GEGEBENE AUFGABE 1
Formatiere bitte die Zeilen, die unten auf den Text folgen, als nummerierte Liste ohne Leerzeilen, beginnend bei der Zeile mit "row: person swinging" und endend mit der letzten dieser Zeilen.
___ VORLIEGENDER TEXT ___
# Fenstergröße definieren



## Alphator (6. Mai 2002)

Hallo allerseits,

ich hab da ein Problem...

vorab schonmal, ich habe mit der suchfunktion nur sachen mit jave(script) gefunden.

Also, ich will eine Homepage entwerfen, die egal bei welcher auflösung immer gleichgut aussieht. ich dachte mir das einfachste wäre, einfach ein fenster mit 800x600px in der mitte des bildschirms öffne.

(wer eine andere idee hat, um das problem mit der auflösung zu umgehn, nur her damit!!!)

problem java, ich arbeite an einem mac, bei dem kein java aktiviert ist, und das wird auch so bleiben, (firmen intern bedingt)
also müsste ich unbedingt eine lösung ohne java,flasch, etc. haben

danke schonmal für eure hilfe.


----------



## Christoph (6. Mai 2002)

> jave(script)
___
GEGEBENE AUFGABE 2
Übernimm aus dem Text zur Fenstergröße wortgetreu den Abschnitt, beginnend bei "vorab schonmal, ich" und endend bei "nur her damit!!!)".
___ GEGEBENE EINTRÄGE ___
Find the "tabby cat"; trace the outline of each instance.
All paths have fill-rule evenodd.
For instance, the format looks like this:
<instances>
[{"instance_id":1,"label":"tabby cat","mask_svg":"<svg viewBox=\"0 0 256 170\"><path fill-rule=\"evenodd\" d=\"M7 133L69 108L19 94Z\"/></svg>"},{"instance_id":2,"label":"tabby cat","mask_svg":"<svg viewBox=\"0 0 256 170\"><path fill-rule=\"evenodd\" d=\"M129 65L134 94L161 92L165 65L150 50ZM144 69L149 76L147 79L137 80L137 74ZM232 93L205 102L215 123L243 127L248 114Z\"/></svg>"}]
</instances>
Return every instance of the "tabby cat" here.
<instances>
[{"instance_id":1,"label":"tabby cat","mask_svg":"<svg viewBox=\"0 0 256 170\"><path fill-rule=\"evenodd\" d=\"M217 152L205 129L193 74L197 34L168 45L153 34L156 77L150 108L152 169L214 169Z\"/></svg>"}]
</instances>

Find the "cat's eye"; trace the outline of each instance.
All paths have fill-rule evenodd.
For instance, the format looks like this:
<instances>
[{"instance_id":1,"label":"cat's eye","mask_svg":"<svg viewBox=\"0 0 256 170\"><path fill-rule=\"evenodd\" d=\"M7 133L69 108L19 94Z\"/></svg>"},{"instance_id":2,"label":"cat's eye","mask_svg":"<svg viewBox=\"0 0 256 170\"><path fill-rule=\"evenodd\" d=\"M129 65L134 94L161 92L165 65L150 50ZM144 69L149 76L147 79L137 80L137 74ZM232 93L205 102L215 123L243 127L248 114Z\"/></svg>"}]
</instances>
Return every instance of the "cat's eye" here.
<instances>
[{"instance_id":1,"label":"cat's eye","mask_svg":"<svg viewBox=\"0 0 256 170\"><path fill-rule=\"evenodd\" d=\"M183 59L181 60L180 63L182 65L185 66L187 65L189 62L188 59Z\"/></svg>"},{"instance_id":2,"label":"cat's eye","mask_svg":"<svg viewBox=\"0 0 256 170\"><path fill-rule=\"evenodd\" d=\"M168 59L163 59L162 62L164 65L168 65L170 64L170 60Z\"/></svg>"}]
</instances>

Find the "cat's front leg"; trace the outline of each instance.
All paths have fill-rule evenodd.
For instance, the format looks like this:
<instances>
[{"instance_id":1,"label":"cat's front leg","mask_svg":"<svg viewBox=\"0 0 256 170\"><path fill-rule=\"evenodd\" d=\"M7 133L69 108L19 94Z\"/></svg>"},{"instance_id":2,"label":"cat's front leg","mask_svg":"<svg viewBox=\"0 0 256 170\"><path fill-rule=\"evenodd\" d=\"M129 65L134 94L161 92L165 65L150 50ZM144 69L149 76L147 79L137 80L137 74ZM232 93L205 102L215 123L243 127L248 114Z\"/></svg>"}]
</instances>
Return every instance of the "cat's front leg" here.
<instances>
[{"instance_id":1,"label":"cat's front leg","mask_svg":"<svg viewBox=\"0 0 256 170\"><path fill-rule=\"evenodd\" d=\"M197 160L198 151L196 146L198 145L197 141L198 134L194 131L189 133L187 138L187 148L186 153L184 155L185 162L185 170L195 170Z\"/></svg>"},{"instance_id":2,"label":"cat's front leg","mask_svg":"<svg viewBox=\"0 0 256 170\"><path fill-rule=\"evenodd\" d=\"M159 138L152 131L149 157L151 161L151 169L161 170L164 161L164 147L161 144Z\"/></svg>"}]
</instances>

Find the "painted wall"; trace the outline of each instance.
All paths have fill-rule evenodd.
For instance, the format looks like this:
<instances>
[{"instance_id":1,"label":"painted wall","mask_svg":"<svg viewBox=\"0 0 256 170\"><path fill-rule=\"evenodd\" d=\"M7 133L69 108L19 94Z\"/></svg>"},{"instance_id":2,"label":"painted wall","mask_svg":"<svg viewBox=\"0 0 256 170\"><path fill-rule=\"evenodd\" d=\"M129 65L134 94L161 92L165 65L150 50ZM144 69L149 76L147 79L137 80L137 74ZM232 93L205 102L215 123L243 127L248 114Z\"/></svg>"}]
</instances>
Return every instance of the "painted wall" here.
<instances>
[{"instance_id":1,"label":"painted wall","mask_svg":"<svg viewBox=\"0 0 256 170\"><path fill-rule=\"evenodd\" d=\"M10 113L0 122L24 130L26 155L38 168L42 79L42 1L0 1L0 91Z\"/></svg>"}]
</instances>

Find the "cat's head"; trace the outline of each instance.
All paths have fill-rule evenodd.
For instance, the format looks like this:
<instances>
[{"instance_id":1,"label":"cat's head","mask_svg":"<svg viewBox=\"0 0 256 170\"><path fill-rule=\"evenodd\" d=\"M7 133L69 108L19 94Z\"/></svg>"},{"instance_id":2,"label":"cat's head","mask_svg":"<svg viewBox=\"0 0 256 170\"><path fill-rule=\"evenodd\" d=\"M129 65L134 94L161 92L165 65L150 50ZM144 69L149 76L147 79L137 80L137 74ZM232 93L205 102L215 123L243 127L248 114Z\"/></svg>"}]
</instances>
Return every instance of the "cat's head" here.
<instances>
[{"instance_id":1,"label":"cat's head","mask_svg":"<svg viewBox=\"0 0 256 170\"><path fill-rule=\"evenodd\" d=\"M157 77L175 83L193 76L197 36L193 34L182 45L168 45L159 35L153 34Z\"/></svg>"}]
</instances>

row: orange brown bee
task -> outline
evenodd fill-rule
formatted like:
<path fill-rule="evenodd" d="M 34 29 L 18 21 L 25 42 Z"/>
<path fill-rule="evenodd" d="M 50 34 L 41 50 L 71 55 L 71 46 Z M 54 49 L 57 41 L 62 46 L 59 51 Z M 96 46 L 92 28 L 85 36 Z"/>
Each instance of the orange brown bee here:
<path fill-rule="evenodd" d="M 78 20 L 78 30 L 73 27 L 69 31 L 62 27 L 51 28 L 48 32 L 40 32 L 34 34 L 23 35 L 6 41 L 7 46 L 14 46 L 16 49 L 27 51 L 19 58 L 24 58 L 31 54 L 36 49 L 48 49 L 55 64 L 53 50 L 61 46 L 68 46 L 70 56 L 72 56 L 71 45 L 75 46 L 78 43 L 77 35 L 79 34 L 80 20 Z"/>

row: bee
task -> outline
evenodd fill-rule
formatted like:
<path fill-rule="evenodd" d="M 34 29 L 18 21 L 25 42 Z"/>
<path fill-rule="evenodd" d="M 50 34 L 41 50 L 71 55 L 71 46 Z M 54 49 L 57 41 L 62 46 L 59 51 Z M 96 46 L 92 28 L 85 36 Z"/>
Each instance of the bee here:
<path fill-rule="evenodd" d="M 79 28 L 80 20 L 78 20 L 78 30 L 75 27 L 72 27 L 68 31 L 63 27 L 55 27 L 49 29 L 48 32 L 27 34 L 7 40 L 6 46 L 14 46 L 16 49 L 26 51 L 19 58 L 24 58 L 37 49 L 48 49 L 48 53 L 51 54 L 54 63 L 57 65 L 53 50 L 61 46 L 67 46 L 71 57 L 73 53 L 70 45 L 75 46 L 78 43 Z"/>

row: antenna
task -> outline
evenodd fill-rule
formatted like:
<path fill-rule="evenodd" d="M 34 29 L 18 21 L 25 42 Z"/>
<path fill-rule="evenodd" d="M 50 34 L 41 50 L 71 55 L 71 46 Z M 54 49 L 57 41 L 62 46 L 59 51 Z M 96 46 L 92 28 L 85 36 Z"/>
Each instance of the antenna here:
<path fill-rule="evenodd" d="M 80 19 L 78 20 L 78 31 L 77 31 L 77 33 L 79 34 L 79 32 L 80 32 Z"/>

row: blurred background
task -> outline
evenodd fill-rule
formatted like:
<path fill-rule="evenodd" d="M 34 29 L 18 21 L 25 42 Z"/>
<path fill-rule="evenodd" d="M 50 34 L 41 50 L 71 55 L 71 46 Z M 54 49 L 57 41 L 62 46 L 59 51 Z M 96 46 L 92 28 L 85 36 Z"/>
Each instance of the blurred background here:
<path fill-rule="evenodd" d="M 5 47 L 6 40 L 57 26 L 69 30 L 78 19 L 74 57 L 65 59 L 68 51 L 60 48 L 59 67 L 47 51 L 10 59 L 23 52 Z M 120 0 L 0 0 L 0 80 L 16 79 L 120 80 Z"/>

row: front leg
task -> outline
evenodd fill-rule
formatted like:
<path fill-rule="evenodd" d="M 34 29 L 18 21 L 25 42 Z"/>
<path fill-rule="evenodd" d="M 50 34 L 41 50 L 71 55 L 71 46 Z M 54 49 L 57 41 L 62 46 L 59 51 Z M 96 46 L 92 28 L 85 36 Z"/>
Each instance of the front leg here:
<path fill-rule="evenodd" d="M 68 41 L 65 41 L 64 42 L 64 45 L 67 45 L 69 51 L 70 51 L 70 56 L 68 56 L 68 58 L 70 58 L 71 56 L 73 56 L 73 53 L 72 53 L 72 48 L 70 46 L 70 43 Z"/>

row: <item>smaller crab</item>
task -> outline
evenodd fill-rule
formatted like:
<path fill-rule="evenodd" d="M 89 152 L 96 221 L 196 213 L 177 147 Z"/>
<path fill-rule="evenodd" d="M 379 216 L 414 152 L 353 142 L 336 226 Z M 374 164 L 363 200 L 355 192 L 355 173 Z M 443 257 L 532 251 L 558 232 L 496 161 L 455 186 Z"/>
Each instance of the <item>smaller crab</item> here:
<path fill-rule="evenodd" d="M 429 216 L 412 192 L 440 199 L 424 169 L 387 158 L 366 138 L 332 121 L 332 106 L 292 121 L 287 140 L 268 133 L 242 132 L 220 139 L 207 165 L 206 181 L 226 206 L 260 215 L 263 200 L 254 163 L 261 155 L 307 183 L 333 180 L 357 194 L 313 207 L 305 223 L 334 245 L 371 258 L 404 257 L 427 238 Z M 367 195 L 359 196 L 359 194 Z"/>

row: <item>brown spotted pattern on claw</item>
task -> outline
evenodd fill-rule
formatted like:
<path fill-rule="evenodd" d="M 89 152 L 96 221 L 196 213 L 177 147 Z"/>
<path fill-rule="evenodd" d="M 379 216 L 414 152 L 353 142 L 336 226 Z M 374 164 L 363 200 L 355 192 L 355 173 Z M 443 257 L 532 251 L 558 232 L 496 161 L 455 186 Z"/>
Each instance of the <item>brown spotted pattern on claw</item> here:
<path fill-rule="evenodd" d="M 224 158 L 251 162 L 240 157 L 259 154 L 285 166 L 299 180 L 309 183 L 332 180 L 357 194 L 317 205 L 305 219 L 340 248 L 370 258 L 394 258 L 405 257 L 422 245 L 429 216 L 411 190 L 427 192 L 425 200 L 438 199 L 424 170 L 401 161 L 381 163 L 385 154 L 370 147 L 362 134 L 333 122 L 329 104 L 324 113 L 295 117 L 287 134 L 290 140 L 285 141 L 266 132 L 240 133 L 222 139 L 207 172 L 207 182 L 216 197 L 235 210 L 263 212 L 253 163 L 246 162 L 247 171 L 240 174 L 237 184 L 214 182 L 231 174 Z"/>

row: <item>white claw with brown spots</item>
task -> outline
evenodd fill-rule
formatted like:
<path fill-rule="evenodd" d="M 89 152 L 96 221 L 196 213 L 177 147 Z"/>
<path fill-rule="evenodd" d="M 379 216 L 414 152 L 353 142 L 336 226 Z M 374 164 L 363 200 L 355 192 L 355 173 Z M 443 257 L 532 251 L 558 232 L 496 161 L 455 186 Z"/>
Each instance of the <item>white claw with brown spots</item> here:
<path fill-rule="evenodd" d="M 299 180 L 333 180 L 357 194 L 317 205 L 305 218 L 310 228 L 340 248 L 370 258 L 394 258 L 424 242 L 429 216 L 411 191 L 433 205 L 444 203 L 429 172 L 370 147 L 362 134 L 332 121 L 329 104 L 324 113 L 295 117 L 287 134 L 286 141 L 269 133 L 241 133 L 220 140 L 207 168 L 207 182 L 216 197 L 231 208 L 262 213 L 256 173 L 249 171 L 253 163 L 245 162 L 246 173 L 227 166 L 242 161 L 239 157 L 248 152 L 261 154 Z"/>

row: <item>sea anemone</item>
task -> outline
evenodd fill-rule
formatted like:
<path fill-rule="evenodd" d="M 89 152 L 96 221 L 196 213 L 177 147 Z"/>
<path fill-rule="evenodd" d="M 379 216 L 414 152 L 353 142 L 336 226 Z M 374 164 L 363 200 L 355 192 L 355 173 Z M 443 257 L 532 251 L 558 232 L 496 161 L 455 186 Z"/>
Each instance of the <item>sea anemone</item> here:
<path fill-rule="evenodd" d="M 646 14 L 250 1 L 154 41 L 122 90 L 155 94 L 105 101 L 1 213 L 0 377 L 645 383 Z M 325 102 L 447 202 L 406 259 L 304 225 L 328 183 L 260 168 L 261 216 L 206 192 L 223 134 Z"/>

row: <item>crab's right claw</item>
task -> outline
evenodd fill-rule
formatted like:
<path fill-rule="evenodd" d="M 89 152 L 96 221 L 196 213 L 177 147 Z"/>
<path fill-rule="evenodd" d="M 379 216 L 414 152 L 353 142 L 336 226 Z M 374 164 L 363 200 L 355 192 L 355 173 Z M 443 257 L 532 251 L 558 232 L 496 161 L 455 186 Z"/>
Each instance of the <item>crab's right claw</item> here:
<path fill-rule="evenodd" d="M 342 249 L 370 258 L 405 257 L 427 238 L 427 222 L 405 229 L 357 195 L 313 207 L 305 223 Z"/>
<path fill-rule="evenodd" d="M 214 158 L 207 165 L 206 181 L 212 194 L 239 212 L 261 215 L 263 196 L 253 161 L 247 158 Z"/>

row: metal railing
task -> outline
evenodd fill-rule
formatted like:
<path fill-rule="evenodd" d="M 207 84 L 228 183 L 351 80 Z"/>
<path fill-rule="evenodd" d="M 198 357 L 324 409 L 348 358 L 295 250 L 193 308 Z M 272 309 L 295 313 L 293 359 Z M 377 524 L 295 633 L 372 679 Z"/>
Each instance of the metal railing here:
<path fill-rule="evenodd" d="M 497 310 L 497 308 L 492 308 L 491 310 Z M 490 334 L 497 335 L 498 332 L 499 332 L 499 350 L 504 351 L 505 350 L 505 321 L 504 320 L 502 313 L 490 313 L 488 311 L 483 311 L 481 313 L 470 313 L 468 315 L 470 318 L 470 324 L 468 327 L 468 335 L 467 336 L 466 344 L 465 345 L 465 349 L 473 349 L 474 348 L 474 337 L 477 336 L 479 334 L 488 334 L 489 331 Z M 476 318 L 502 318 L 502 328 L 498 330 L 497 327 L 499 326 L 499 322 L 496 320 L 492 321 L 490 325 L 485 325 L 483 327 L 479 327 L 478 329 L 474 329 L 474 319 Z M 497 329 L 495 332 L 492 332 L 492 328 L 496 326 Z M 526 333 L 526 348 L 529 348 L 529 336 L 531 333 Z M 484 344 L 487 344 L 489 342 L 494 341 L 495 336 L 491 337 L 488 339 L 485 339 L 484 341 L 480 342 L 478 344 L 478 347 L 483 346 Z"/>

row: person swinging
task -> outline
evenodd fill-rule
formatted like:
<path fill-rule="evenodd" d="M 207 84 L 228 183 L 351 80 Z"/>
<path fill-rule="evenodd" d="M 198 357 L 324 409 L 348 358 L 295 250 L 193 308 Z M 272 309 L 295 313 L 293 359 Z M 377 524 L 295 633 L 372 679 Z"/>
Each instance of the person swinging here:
___
KORREKTE AUSGABE 1
1. row: person swinging
2. task -> outline
3. evenodd fill-rule
4. formatted like:
5. <path fill-rule="evenodd" d="M 207 84 L 228 183 L 351 80 Z"/>
6. <path fill-rule="evenodd" d="M 198 357 L 324 409 L 348 358 L 295 250 L 193 308 Z M 272 309 L 295 313 L 293 359 Z M 377 524 L 295 633 L 372 679 Z"/>
7. Each instance of the person swinging here:

KORREKTE AUSGABE 2
vorab schonmal, ich habe mit der suchfunktion nur sachen mit jave(script) gefunden.

Also, ich will eine Homepage entwerfen, die egal bei welcher auflösung immer gleichgut aussieht. ich dachte mir das einfachste wäre, einfach ein fenster mit 800x600px in der mitte des bildschirms öffne.

(wer eine andere idee hat, um das problem mit der auflösung zu umgehn, nur her damit!!!)